== Material shown ==
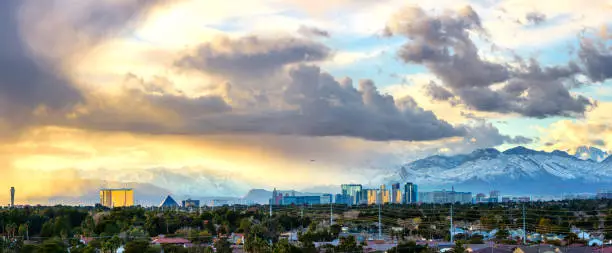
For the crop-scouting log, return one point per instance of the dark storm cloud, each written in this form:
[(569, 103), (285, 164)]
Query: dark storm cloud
[(535, 17), (251, 56), (597, 60), (312, 103), (30, 79), (322, 106), (438, 92), (443, 44), (26, 82), (312, 32)]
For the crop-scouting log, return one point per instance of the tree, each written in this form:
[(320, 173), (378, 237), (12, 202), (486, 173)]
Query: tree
[(256, 245), (138, 246), (502, 234), (572, 238), (458, 248), (172, 248), (335, 230), (53, 246), (112, 244), (23, 231), (283, 246), (408, 247), (223, 246)]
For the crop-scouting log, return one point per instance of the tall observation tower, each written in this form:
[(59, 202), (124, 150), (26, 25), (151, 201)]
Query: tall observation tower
[(12, 196)]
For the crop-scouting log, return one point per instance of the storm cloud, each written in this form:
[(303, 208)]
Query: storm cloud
[(25, 81), (33, 58), (251, 56), (443, 43)]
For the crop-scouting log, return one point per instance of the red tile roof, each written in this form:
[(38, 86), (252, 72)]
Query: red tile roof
[(166, 240)]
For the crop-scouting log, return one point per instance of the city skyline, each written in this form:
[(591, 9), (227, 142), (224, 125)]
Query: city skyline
[(200, 98)]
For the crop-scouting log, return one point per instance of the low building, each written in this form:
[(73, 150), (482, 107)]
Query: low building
[(170, 240), (301, 200), (168, 202), (190, 203), (236, 238)]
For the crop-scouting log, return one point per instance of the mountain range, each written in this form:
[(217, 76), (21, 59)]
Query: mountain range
[(515, 171)]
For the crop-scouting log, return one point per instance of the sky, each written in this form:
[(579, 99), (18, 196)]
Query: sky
[(213, 98)]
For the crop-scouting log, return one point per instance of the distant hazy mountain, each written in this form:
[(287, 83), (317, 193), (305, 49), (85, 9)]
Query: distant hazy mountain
[(592, 153), (515, 171)]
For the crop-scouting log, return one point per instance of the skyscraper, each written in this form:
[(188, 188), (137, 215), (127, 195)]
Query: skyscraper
[(371, 196), (396, 194), (410, 193), (494, 196), (352, 191), (123, 197), (385, 196), (12, 196)]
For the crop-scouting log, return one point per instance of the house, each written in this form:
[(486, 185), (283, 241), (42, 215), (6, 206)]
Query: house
[(85, 240), (236, 238), (167, 240), (379, 245), (584, 235), (321, 244), (290, 236), (595, 241)]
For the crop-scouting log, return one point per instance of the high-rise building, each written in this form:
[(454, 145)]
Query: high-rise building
[(277, 197), (396, 194), (480, 198), (342, 199), (168, 202), (117, 197), (494, 197), (371, 196), (190, 203), (301, 200), (12, 196), (353, 191), (385, 196), (410, 193), (440, 197), (326, 199)]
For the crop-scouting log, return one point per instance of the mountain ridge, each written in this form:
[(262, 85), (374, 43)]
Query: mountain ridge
[(516, 170)]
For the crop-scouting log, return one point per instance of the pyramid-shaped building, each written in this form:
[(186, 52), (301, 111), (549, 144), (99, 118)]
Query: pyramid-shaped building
[(168, 202)]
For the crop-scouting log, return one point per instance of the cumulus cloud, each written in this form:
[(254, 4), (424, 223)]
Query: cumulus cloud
[(34, 58), (25, 81), (251, 56), (306, 100), (312, 32), (535, 18), (597, 59), (443, 44)]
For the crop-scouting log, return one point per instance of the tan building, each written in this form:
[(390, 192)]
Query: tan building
[(372, 196), (385, 195), (123, 197)]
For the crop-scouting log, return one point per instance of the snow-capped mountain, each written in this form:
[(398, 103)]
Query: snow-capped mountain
[(592, 153), (515, 171)]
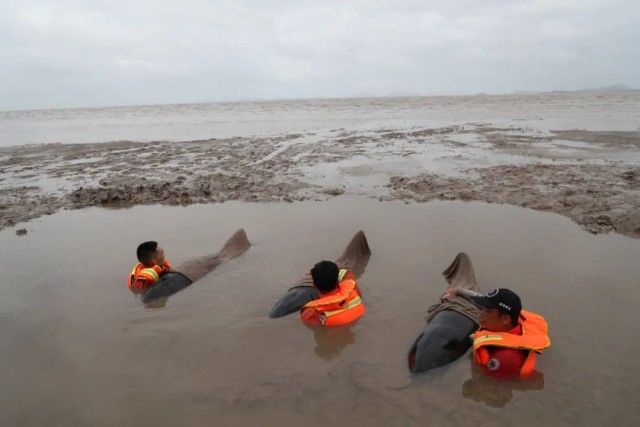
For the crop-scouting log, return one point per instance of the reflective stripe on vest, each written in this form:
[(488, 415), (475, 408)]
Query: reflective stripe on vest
[(151, 274), (534, 338), (341, 306)]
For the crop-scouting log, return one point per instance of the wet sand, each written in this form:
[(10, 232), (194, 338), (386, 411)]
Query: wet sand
[(592, 177), (77, 348)]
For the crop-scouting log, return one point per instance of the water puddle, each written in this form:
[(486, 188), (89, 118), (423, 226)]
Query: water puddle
[(78, 348)]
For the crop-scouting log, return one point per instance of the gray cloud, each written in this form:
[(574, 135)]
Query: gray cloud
[(70, 53)]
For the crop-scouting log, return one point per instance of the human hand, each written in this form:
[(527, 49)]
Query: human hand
[(449, 293)]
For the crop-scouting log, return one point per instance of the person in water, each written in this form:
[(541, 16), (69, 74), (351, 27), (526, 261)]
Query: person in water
[(340, 302), (509, 337), (150, 267), (152, 263)]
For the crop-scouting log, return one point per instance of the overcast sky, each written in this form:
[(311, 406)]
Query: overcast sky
[(93, 53)]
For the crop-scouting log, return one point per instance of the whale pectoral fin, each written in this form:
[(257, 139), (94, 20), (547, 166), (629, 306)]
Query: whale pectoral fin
[(460, 273), (236, 245), (293, 301), (356, 255)]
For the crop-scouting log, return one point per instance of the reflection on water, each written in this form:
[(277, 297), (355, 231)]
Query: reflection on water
[(331, 341), (497, 392), (78, 349)]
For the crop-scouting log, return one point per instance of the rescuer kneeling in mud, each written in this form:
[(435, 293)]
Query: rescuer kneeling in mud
[(340, 302), (509, 337), (152, 264)]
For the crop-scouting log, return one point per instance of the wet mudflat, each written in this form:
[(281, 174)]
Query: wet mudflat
[(78, 349)]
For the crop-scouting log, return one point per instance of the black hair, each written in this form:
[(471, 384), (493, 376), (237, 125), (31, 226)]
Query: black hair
[(325, 276), (146, 251)]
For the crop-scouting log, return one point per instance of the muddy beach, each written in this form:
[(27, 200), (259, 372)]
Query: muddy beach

== Brief ==
Copy out all of the items above, swapping "crop-scouting log" for "field survey log" and keeping every other detail unchanged. Leave out the pictures.

== Solution for this task ==
For the field survey log, return one point per instance of the dark storm cloud, each written in this form:
[(569, 103), (285, 164)]
Query: dark storm cloud
[(535, 17), (251, 56), (597, 60), (312, 103), (30, 79), (322, 106), (438, 92), (443, 44), (26, 82), (312, 32)]
For the field survey log, return one point per instance of the tree, each written in this form:
[(320, 173), (378, 237), (12, 202), (486, 173)]
Query: tree
[(256, 245), (138, 246), (502, 234), (572, 238), (458, 248), (172, 248), (335, 230), (53, 246), (112, 244), (23, 231), (283, 246), (408, 247), (223, 246)]
For the field survey log, return one point per instance of the tall observation tower, each written in this form:
[(59, 202), (124, 150), (26, 25), (151, 201)]
Query: tall observation tower
[(12, 196)]
For the field survey log, return one point per instance of the storm cloud, each written in this form:
[(303, 208)]
Query: storm cloud
[(25, 81), (33, 58), (251, 56), (443, 43)]
For the field survey log, return one point per instance of the red tile roof, each written in this form:
[(38, 86), (252, 72)]
Query: red tile roof
[(166, 240)]
For the field survey log, return one point per instance of the city skyline, each written in this form:
[(591, 9), (227, 142), (224, 125)]
Query: city skyline
[(200, 98)]
For the field survey log, return one point per instance of the low building, each written in this form:
[(73, 150), (482, 107)]
Query: low building
[(170, 240), (301, 200), (168, 202), (190, 203), (236, 238)]
For the field survey log, return one point per instance of the mountain range, each written in this form:
[(217, 76), (21, 59)]
Query: mountain range
[(515, 171)]
For the field survey log, return one point per instance of the sky, each written in this form:
[(579, 99), (18, 196)]
Query: sky
[(213, 98)]
For the field survey log, return one point per instance of the distant hazy mountain, each written in this form:
[(287, 83), (317, 193), (305, 49), (85, 9)]
Query: distant hazy mountain
[(592, 153), (515, 171)]
For the field survey log, return one point per instance of the skyscraper, each written in this form:
[(188, 188), (137, 215), (127, 195)]
Query: skyscraper
[(371, 196), (396, 194), (410, 193), (494, 196), (352, 191), (123, 197), (385, 196), (12, 196)]
For the field survey log, return one point per instance of the house, each written in this form:
[(486, 185), (283, 241), (42, 215), (6, 206)]
Query: house
[(85, 240), (236, 238), (167, 240), (379, 245), (584, 235), (321, 244), (290, 236), (595, 241)]
For the field survey log, return one point per instance of the high-rise building, each written in this form:
[(454, 145)]
Query: high-rise building
[(277, 197), (396, 194), (480, 198), (342, 199), (168, 202), (117, 197), (494, 197), (371, 196), (190, 203), (301, 200), (12, 196), (353, 191), (385, 196), (410, 193), (440, 197), (326, 199)]
For the field survey log, return one point per instance of the mountain ridge, each written in this form:
[(262, 85), (374, 43)]
Query: mountain ridge
[(516, 170)]
For the field survey log, return one point per instance of the pyramid-shaped building, each written in this form:
[(186, 52), (301, 111), (549, 144), (99, 118)]
Query: pyramid-shaped building
[(168, 202)]
For the field survey log, return one point per instance of the cumulus cloud, each written in this form:
[(254, 4), (424, 223)]
Query: cumulus cloud
[(34, 58), (25, 81), (251, 56), (306, 100), (312, 32), (535, 18), (597, 59), (443, 44)]
For the field survey log, return one point per instance of the tan building, each written in this form:
[(390, 192)]
Query: tan building
[(372, 196), (385, 195), (123, 197)]
For the field survey log, return one point per instance of the snow-capped mountain, each written in this form:
[(398, 103)]
Query: snow-capped mountain
[(592, 153), (515, 171)]
For the field survey log, return one point per instance of the reflective stripe on vest, each written in this form:
[(488, 415), (475, 408)]
Query: reflective stripe on vest
[(151, 274), (534, 338), (341, 306)]
For the field survey log, return one point per instance of the wet sand, each written in this form:
[(10, 232), (194, 338), (386, 411)]
Query: wet sand
[(592, 177), (77, 348)]
For the field survey log, return one point per instance of the water puddle, each written in this form:
[(486, 188), (89, 118), (423, 226)]
Query: water puddle
[(78, 348)]
For the field survey log, return one point per instance of the gray cloud, each written in this form:
[(574, 135)]
Query: gray cloud
[(70, 53)]
For the field survey log, return one point per instance of the human hand, each written in this form:
[(527, 49)]
Query: human hand
[(449, 293)]
For the field survey log, return one point per instance of the person in water, each written in this form:
[(541, 16), (69, 74), (351, 27), (526, 261)]
Query: person in water
[(340, 302), (509, 337), (150, 267), (152, 263)]
For the field survey log, return one point per instance of the overcast sky, each written in this form:
[(311, 406)]
Query: overcast sky
[(93, 53)]
For the field survey log, return one point per instance of the whale pectoral fin, each written in this form:
[(257, 139), (94, 20), (547, 166), (629, 306)]
Query: whale pectoral fin
[(460, 273), (236, 245), (293, 301), (356, 255)]
For the field survey log, return one point per instance of the reflection on water, each written in this form:
[(277, 297), (355, 231)]
Query: reflection on water
[(331, 341), (497, 392), (78, 349)]
For the field survey log, return one point per instance of the rescuer kneeling in mud, each written in this form:
[(435, 293)]
Query: rescuer kneeling in mud
[(340, 302), (509, 337), (152, 264)]
For the field survey log, return one point per instance of the wet mudflat, each written in this form:
[(281, 174)]
Query: wet mudflat
[(78, 349)]
For the field survey log, return one point per instance of the black hair, each written in this form:
[(471, 384), (493, 376), (237, 125), (31, 226)]
Query: black hair
[(325, 276), (146, 251)]
For the field survey log, return one point per instance of the muddy beach, each written in this form:
[(27, 200), (259, 372)]
Query: muddy beach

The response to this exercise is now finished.